Output exactly the lines that run from the line with "[pin] french bulldog" to the end of the material, both ends included, and no other lines.

☆ ☆ ☆ ☆

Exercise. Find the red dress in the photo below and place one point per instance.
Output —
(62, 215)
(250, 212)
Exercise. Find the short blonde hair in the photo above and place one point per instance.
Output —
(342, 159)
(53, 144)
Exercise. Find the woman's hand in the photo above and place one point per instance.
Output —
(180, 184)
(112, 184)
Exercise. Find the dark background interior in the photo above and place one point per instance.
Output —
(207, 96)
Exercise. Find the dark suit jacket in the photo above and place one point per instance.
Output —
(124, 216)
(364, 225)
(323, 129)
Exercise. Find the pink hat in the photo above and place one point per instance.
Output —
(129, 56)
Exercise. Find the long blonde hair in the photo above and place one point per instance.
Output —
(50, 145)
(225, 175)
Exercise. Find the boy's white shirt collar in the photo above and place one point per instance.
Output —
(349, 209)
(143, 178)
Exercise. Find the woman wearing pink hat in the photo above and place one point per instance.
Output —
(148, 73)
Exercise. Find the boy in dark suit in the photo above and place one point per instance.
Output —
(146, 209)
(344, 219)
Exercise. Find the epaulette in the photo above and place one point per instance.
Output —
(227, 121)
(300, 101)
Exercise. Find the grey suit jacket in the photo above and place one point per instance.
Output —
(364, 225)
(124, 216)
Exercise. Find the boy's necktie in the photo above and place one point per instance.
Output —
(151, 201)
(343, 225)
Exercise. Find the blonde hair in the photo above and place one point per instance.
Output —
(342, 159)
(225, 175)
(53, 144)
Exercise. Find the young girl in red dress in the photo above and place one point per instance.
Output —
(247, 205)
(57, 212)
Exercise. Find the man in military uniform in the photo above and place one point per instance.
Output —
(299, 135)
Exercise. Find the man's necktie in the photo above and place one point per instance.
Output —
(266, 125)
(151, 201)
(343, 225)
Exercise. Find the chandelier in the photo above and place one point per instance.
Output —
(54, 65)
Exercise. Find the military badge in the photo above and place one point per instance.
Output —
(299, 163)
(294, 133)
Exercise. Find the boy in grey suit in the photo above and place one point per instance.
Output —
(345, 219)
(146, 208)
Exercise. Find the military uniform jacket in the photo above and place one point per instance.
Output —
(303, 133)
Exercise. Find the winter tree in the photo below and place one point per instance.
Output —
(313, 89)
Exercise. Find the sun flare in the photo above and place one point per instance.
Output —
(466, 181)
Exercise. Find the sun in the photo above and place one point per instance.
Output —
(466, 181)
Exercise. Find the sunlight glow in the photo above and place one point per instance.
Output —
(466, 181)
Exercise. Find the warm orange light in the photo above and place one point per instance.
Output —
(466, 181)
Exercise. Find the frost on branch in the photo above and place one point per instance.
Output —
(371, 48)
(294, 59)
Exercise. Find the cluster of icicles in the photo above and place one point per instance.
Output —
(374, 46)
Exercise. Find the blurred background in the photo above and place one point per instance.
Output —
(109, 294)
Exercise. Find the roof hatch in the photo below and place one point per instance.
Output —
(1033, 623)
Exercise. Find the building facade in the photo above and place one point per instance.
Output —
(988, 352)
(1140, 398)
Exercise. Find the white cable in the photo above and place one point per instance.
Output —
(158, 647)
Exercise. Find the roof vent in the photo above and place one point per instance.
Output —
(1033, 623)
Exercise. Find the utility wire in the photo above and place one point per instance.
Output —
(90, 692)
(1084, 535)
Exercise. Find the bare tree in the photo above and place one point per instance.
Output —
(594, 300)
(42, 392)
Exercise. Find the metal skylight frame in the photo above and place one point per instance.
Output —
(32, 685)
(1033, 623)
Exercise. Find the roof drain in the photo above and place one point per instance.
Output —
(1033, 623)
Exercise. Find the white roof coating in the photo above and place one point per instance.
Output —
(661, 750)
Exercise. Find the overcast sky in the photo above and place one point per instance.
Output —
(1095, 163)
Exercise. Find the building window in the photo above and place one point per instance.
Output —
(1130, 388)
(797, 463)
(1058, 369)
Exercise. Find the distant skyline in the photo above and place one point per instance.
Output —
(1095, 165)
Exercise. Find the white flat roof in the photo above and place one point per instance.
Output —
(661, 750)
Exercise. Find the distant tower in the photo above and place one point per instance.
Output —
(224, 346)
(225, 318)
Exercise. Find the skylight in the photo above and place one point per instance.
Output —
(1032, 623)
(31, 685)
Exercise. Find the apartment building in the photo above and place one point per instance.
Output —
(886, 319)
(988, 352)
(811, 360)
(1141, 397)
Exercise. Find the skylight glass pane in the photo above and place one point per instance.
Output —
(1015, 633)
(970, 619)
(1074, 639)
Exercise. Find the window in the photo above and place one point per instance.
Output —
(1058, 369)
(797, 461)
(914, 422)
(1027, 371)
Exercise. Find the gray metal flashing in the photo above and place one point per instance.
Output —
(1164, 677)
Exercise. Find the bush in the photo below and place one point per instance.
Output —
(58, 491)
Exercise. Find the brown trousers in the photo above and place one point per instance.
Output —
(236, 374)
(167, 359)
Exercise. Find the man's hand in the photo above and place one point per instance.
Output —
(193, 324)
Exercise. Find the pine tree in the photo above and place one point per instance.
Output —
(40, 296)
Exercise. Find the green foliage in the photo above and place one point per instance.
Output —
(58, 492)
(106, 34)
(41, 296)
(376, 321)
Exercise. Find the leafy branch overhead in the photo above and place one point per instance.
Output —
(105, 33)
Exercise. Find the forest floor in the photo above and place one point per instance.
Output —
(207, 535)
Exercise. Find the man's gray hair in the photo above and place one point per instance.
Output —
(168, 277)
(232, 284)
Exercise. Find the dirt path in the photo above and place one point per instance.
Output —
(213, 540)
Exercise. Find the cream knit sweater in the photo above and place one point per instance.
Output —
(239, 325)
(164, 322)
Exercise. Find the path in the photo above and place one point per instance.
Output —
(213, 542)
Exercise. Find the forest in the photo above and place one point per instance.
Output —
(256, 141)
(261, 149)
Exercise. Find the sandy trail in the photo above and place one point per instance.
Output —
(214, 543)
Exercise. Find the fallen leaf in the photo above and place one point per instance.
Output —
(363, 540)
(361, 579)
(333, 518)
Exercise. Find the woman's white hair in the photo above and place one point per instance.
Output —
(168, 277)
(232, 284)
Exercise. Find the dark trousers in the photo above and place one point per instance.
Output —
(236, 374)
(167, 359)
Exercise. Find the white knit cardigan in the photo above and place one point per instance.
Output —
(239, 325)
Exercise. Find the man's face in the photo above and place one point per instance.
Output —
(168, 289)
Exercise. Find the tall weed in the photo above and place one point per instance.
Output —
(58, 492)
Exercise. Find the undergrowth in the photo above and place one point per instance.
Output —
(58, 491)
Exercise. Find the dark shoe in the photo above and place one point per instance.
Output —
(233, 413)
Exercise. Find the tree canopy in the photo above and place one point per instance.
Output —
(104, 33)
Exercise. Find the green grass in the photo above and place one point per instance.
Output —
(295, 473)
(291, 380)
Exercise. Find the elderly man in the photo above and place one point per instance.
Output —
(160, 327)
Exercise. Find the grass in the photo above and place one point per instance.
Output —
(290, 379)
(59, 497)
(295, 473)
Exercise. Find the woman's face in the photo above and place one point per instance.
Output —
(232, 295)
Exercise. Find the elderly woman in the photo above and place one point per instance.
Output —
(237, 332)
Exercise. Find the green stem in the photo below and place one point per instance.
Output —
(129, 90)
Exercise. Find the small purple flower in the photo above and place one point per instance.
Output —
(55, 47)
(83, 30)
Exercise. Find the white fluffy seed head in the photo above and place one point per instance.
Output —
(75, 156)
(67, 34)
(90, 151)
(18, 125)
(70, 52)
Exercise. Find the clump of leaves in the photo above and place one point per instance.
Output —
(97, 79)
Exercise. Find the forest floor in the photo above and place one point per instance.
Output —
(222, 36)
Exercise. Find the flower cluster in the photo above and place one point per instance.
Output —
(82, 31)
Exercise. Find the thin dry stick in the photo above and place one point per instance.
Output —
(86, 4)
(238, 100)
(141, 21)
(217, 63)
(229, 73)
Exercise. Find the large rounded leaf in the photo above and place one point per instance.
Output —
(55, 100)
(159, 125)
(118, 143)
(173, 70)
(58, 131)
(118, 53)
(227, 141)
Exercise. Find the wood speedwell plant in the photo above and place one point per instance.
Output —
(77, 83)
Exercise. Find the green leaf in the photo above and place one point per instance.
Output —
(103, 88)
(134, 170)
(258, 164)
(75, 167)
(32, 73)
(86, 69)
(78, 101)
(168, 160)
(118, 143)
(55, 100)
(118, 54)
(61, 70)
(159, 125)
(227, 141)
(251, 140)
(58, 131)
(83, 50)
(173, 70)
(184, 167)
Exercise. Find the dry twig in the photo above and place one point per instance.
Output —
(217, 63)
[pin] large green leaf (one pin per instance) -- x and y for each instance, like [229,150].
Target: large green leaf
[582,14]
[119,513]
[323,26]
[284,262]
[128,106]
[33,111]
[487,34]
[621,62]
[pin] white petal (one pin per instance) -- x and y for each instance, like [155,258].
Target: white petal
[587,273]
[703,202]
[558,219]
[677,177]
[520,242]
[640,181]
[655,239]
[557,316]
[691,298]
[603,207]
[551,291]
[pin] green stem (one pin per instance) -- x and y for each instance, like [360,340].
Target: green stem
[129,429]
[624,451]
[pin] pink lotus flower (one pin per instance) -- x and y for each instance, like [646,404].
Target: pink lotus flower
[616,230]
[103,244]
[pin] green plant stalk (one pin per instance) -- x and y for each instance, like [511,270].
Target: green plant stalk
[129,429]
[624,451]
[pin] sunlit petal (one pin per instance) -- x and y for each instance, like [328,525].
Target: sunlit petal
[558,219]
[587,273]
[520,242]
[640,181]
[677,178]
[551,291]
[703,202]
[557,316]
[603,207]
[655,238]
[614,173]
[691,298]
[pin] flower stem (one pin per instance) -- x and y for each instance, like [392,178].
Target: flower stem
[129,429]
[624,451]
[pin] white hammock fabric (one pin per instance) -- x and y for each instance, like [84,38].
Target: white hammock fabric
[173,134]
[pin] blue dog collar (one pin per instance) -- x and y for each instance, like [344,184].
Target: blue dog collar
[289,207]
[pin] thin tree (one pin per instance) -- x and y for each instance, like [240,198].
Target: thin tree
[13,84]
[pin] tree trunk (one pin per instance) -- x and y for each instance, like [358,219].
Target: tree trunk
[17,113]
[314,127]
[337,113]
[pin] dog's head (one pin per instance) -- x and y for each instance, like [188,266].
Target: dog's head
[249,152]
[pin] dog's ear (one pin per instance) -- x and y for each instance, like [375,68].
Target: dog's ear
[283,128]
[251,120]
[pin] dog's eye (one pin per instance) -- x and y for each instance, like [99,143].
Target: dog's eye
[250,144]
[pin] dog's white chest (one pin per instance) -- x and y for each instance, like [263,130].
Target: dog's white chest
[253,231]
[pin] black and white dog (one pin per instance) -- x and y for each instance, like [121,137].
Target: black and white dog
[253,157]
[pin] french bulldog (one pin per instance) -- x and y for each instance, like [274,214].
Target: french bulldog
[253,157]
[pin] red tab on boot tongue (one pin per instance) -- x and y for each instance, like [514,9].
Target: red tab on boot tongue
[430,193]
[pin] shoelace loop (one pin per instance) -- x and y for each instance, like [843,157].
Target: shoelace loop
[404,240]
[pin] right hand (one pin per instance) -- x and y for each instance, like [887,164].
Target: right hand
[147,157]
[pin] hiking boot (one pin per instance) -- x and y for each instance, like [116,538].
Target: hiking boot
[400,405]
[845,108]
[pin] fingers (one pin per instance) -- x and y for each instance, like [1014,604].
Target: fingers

☆ ☆ ☆ ☆

### Task output
[pin] french bulldog (one pin per instance) -- x and y for each instance, like [274,214].
Target: french bulldog
[253,157]
[pin] red tab on boot tongue (one pin per instance) -- x and y for each instance, like [514,9].
Target: red tab on boot tongue
[430,193]
[pin] shoelace loop (one pin per instance) -- x and y for each instance, like [843,157].
Target: shoelace loop
[404,240]
[pin] right hand (one pin per instance) -- x and y for each instance, like [887,164].
Target: right hand
[147,157]
[pin] hiking boot (one pin per instance) -- x and y for each instance, like [116,538].
Target: hiking boot
[400,405]
[845,108]
[pin] fingers (one pin per instance) -- x and y for each instance, like [1014,604].
Target: fingers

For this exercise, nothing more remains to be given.